▶ [Problem to work on]:
The records below are to be transcribed in full, exactly as given.

▶ [Record excerpts]:
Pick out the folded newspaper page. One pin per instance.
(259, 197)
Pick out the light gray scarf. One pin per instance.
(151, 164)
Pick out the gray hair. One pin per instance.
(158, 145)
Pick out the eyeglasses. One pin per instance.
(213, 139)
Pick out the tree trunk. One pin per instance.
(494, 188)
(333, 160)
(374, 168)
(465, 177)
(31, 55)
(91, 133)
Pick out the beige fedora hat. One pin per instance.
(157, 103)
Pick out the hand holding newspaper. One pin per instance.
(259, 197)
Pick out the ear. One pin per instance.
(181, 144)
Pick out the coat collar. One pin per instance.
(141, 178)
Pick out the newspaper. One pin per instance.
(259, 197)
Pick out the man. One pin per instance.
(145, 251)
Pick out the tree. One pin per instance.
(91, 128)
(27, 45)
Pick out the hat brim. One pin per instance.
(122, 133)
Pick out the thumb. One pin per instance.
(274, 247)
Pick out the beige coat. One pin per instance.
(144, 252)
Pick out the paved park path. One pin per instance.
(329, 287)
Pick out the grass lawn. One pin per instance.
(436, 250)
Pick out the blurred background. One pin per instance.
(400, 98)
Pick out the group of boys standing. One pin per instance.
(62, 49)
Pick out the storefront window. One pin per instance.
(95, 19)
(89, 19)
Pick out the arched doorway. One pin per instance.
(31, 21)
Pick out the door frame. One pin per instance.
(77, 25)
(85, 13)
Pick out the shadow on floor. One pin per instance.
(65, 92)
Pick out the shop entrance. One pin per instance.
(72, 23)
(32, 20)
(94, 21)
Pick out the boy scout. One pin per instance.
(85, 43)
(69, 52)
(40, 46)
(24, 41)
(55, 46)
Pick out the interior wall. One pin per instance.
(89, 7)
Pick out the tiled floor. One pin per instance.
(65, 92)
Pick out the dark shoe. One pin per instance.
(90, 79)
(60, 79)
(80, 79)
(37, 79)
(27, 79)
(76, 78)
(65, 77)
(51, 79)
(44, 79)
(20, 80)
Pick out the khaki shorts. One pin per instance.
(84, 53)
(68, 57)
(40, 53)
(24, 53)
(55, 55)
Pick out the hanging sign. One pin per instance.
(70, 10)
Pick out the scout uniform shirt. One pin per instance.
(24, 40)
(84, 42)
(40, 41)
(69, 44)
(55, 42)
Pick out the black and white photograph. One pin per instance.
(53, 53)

▶ [Written answer]:
Pick out the folded newspaper page. One pin per instance.
(259, 197)
Pick out the light gray scarf. One pin per instance.
(151, 164)
Pick out the gray hair. One pin per instance.
(158, 145)
Pick out the eyeglasses. One pin per instance.
(213, 139)
Pick out the tree trunk. One pin per instance.
(494, 188)
(333, 160)
(374, 168)
(465, 177)
(31, 55)
(91, 133)
Pick out the beige fedora hat. One pin per instance.
(157, 103)
Pick out the hand holding newspaper. One pin per instance.
(259, 197)
Pick out the ear. One pin per instance.
(181, 144)
Pick out the coat collar. One pin per instance.
(141, 178)
Pick out the newspaper. One pin per instance.
(259, 197)
Pick out the man. One pin per instance.
(145, 251)
Pick out the tree. One pin per instance.
(91, 128)
(27, 45)
Pick out the hat brim. One pin per instance.
(122, 133)
Pick out the thumb. One pin per instance.
(274, 247)
Pick out the beige coat. One pin per instance.
(144, 252)
Pick out the paved park path. One pin per instance.
(329, 287)
Pick out the grass lawn. One pin per instance.
(436, 250)
Pick out the blurred background. One pin per instance.
(400, 98)
Pick out the group of boys standing. One pin per instance.
(62, 49)
Pick out the storefront window. One pin per instance.
(95, 19)
(89, 19)
Pick out the arched doorway. One pin per instance.
(31, 21)
Pick out the door frame. One pin per instance.
(77, 25)
(85, 13)
Pick out the shadow on floor. One pin per instance.
(65, 92)
Pick out the shop entrance. One pin per instance.
(72, 23)
(32, 20)
(94, 21)
Pick out the boy scout. One pin per instance.
(85, 43)
(69, 52)
(40, 46)
(24, 41)
(55, 46)
Pick out the interior wall. One pin per instance.
(89, 7)
Pick out the tiled floor. One pin per instance.
(65, 92)
Pick out the dark shoe. One pin per instance.
(90, 79)
(60, 79)
(80, 79)
(37, 79)
(27, 79)
(76, 78)
(65, 77)
(51, 79)
(44, 79)
(20, 80)
Pick out the khaki shorts. One pin per instance.
(84, 53)
(68, 57)
(40, 53)
(24, 53)
(55, 55)
Pick out the hanging sign. One pin per instance.
(70, 10)
Pick out the scout uniform shirt. One pin per instance.
(24, 40)
(84, 42)
(40, 41)
(69, 44)
(55, 42)
Pick out the black and white photograph. One pin per instance.
(53, 53)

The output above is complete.